>> start Data for processing

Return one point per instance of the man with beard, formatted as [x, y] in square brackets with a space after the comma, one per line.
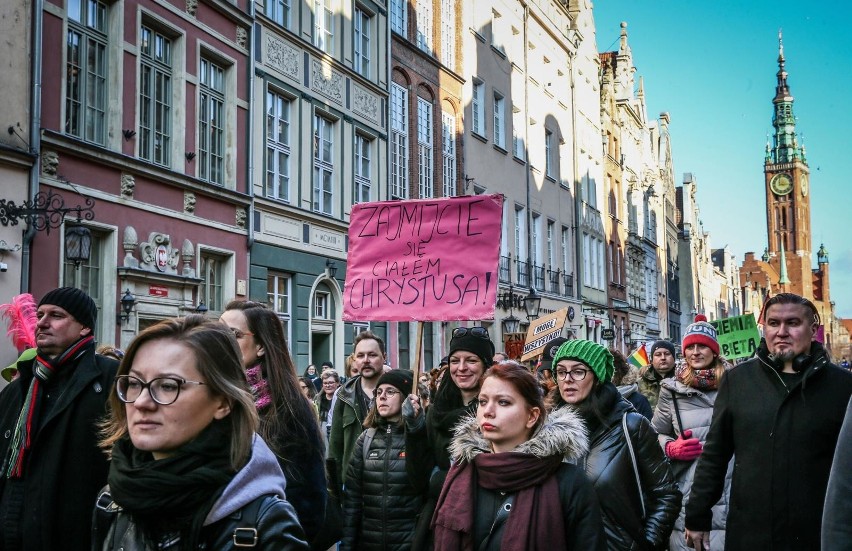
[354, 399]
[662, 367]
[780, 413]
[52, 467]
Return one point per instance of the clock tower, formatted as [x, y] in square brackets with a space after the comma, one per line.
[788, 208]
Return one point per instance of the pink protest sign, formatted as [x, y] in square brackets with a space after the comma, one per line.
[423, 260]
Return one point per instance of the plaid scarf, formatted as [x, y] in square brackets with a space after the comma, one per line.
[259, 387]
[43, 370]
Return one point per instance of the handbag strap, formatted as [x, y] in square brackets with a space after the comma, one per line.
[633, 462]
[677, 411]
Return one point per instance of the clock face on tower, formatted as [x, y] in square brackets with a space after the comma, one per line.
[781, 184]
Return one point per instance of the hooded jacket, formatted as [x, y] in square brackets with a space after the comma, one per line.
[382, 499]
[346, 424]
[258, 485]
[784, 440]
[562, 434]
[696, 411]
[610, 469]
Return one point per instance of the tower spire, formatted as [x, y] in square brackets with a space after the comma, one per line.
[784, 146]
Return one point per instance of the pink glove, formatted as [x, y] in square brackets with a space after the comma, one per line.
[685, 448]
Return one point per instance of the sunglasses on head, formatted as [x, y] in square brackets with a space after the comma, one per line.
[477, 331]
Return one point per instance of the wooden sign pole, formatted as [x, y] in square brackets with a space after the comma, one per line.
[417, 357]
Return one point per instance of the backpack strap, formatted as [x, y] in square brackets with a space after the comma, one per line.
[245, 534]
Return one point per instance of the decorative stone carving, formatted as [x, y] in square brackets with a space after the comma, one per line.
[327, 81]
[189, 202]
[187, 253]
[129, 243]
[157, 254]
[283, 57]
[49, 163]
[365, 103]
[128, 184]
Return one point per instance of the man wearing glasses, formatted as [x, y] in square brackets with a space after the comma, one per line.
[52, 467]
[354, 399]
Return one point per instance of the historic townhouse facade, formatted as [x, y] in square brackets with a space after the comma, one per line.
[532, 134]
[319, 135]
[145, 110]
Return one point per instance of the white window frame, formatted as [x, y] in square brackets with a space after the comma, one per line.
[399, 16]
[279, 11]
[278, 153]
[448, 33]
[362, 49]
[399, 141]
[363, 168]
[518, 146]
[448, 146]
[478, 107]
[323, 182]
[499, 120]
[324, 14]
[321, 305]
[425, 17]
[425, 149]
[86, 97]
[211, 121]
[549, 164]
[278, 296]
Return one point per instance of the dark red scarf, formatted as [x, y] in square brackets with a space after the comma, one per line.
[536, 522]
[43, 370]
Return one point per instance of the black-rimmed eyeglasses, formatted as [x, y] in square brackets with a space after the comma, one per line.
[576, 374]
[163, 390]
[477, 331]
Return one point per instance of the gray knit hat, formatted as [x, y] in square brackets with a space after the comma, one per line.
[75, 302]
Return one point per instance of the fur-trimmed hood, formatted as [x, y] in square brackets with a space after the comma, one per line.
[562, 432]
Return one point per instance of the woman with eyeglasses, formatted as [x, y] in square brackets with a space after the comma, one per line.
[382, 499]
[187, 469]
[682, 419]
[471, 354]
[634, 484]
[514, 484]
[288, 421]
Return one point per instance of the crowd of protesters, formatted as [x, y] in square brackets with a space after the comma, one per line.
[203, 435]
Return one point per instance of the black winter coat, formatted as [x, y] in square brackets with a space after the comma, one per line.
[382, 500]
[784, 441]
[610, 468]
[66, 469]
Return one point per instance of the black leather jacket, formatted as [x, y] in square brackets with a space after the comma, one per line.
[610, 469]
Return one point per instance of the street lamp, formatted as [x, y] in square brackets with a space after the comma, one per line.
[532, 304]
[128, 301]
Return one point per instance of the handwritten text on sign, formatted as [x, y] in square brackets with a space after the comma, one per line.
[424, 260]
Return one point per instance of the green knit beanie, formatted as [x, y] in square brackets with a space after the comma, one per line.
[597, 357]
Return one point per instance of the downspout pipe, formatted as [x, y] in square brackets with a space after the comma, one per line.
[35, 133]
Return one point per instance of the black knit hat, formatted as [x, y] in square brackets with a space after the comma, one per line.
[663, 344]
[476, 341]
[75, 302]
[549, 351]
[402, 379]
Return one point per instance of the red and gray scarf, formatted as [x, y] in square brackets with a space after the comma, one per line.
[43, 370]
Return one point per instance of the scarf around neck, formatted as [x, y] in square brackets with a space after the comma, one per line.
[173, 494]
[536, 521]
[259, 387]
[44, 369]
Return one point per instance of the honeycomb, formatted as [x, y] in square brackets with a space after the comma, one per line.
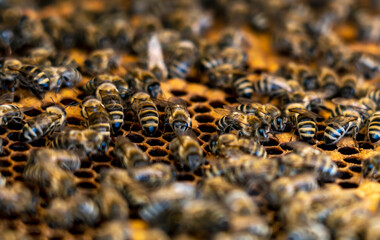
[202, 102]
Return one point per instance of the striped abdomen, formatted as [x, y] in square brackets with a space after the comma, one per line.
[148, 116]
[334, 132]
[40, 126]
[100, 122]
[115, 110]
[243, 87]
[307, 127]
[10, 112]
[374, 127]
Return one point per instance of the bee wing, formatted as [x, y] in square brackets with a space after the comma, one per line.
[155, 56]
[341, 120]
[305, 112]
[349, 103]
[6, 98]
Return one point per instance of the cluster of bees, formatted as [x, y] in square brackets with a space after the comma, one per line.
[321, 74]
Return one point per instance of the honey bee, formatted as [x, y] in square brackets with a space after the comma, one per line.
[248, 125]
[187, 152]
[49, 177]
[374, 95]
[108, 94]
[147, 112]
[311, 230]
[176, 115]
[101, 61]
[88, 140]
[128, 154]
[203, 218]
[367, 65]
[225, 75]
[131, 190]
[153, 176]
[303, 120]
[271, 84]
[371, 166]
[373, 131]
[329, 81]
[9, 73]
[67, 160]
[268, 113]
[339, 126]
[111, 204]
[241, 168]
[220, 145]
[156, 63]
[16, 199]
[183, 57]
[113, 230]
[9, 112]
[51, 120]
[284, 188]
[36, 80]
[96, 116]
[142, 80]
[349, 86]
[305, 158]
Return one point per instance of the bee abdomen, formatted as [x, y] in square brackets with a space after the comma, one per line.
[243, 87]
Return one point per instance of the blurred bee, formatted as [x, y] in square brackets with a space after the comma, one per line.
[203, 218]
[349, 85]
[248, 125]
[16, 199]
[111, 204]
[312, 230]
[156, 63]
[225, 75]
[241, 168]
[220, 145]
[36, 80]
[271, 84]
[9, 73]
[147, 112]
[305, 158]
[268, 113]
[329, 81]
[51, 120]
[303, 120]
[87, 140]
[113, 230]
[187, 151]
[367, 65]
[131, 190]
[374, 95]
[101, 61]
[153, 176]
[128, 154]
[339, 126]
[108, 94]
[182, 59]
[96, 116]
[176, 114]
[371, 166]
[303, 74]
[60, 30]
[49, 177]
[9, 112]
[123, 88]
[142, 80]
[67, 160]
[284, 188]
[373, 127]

>> end Data for processing

Rewrite all of the entries above, replacing "one per line" with "each on its own line" wherever it occurs and changing nothing else. Omit the pictures from your rewrite.

Return one point per instance of the man with beard, formatted as [x, y] in square brackets with a space after the comma, each on its own line.
[354, 399]
[662, 367]
[780, 413]
[52, 467]
Return one point per instance of the clock tower, formatted as [x, y] in square brackets with a space after the comma, each on its own line.
[788, 208]
Return one point per instance of the pink protest sign, formatted as [x, y] in square brackets with a space after the comma, each on its own line.
[423, 260]
Return one point per instance of the plaid scarf, formatted as [x, y] in square brackets with a space after the comma, each on its own line.
[259, 387]
[43, 370]
Return one point per instance of the handbag strap, formatted as [x, y] in square brackets with a space after the comma, each on its own line.
[633, 462]
[677, 411]
Return one point per instance of the clock face on tower, formatted as [x, y] in square brackets with a space after the comma, each on its own line.
[781, 184]
Return one point per instance of the hooded jacket, formatted as [x, y] in square brackets with a space after the comma, each on its own line.
[382, 499]
[346, 424]
[258, 485]
[784, 440]
[562, 434]
[696, 411]
[610, 469]
Return one point per instance of the tower spire, formatted as [x, y] in square brackets with a space after the comma, each on its own line.
[784, 146]
Return one point per instance of the pink glove, formatted as [x, y] in square brackets with a space after the comma, each on its own line.
[685, 448]
Return one point per instance of the sunglasses on head, formatted as [x, y] in square brackets with a space after the comma, each on its own line.
[477, 331]
Return one point per instance of the wooden sign pole, formatted as [x, y] in square brackets with a space after the comma, each on its own line.
[417, 357]
Return one point per instance of the backpack strap, formatted as [x, y] in square brackets with a space after the comma, each on its own line.
[245, 534]
Return one point per instance of the decorative stone carving, formatted as [x, y] in square brackets with a space after the comma, each on its own line.
[327, 81]
[189, 202]
[187, 253]
[129, 243]
[157, 254]
[283, 57]
[49, 163]
[365, 103]
[128, 184]
Return one point per instance of the man wearing glasses, formatted as [x, y] in square brackets with a space after the comma, each on its own line.
[52, 467]
[354, 399]
Return one point per instance of the historic townhouse facade, formatted as [x, y] in square brackets with a space after the comma, each on its own line.
[532, 134]
[319, 135]
[145, 110]
Return one point per instance of the white window frame, formatted as [x, y] in square brackets with a space after the comma, each on its own line.
[399, 16]
[279, 11]
[278, 153]
[448, 33]
[362, 49]
[399, 141]
[363, 168]
[518, 146]
[448, 146]
[478, 107]
[323, 182]
[499, 120]
[324, 14]
[321, 305]
[425, 17]
[425, 149]
[86, 97]
[211, 121]
[549, 164]
[278, 296]
Return one point per instance of the dark red scarf, formatted as [x, y] in square brackets with a space after the comma, each on its own line.
[536, 522]
[43, 370]
Return one point per instance of the black-rimmed eyeglasses, formatted as [x, y] in square brackets with a space after the comma, each on its own line.
[576, 374]
[163, 390]
[477, 331]
Return one point per instance of the gray knit hat, formatted as [x, y] in square brackets with a space after the comma, each on its own line.
[75, 302]
Return one point per instance of the fur-trimmed hood, formatted as [x, y] in square brackets with a space after the comma, each on its own line.
[562, 432]
Return one point per instance of the woman with eyeglasses, formatted as [x, y] in square brackets with a space after the comma, each on its own line.
[382, 499]
[187, 469]
[682, 419]
[471, 354]
[634, 484]
[514, 484]
[288, 421]
Return one point per instance of the crowd of protesters, formatted as [x, y] in square brackets with a space after the comma, each on its own line.
[203, 435]
Return one point per instance of the black winter coat, formatted as [x, y] in square brackets with a space after the comma, each on its own line.
[382, 500]
[784, 441]
[610, 468]
[66, 469]
Return one point per instance of the black leather jacket, formatted as [x, y] in square brackets with a space after the comma, each on its own line.
[610, 469]
Return one point per instance of the street lamp, formatted as [x, y] in square brackets with a space after the comma, each on its own line.
[532, 304]
[128, 301]
Return one point per instance of the handwritten text on sign, formatted as [x, y] in square brackets with a space after the comma, each on its own line.
[424, 260]
Return one point per instance of the green knit beanie, formatted as [x, y] in square brackets with a space after the comma, each on its own line.
[597, 357]
Return one point per instance of the downspout pipe, formatted as [x, y] in square brackets with a space after the comma, each on its own line.
[35, 133]
Return one point per instance of the black knit hat, formatted as [x, y] in square brackets with a space after the comma, each on its own line.
[663, 344]
[476, 341]
[75, 302]
[549, 351]
[402, 379]
Return one point per instance of the red and gray scarf, formatted as [x, y] in square brackets with a space after the comma, each on its own line.
[43, 370]
Return one point per instance of the scarf around neck, formatted as [x, y] in square brackets with a space after the comma, each on its own line.
[173, 494]
[536, 521]
[259, 387]
[44, 369]
Return one point per instance of the honeycomb, formatted as [x, y] in square brackets with a space after the comma, each on its own line.
[202, 102]
Return one point per instance of the striped abdomen, formatted as [x, y] in square brackets with a space after the comma, each on its own line.
[148, 116]
[334, 132]
[40, 126]
[100, 122]
[115, 110]
[243, 87]
[307, 127]
[10, 112]
[374, 127]
Return one point per instance of the bee wing, formatted as [x, y] in square brackets with a space after the comma, each on its own line.
[155, 56]
[341, 120]
[305, 112]
[349, 103]
[6, 98]
Return one point per instance of the cluster of bees, formatted as [x, y] in square brackets with a space after the comma, each on its own line.
[321, 74]
Return one point per instance of the honey bee, formatted as [x, y] in square brackets with a space after the comma, each on its own line.
[248, 125]
[187, 152]
[49, 177]
[374, 95]
[108, 94]
[147, 112]
[311, 230]
[176, 115]
[101, 61]
[88, 140]
[128, 154]
[203, 218]
[367, 65]
[225, 75]
[131, 190]
[153, 176]
[303, 120]
[271, 84]
[371, 166]
[373, 131]
[329, 81]
[9, 73]
[67, 160]
[268, 113]
[339, 126]
[111, 204]
[241, 168]
[220, 145]
[156, 63]
[16, 199]
[183, 57]
[113, 230]
[9, 112]
[51, 120]
[284, 188]
[36, 80]
[96, 116]
[142, 80]
[349, 86]
[305, 158]
Return one point per instance of the bee abdomen, formatted as [x, y] in square brackets with a space after the comma, each on its own line.
[243, 87]
Return one point per instance of the blurred bee, formatted as [x, y] in square brackets with a space after the comma, each on its own line.
[203, 218]
[349, 85]
[248, 125]
[16, 199]
[111, 204]
[312, 230]
[156, 63]
[225, 75]
[241, 168]
[220, 145]
[36, 80]
[271, 84]
[9, 73]
[147, 112]
[305, 158]
[268, 113]
[329, 81]
[51, 120]
[303, 120]
[87, 140]
[113, 230]
[187, 151]
[367, 65]
[131, 190]
[374, 95]
[101, 61]
[153, 176]
[128, 154]
[339, 126]
[108, 94]
[182, 59]
[96, 116]
[176, 114]
[371, 166]
[303, 74]
[60, 30]
[49, 177]
[9, 112]
[123, 88]
[142, 80]
[67, 160]
[284, 188]
[373, 127]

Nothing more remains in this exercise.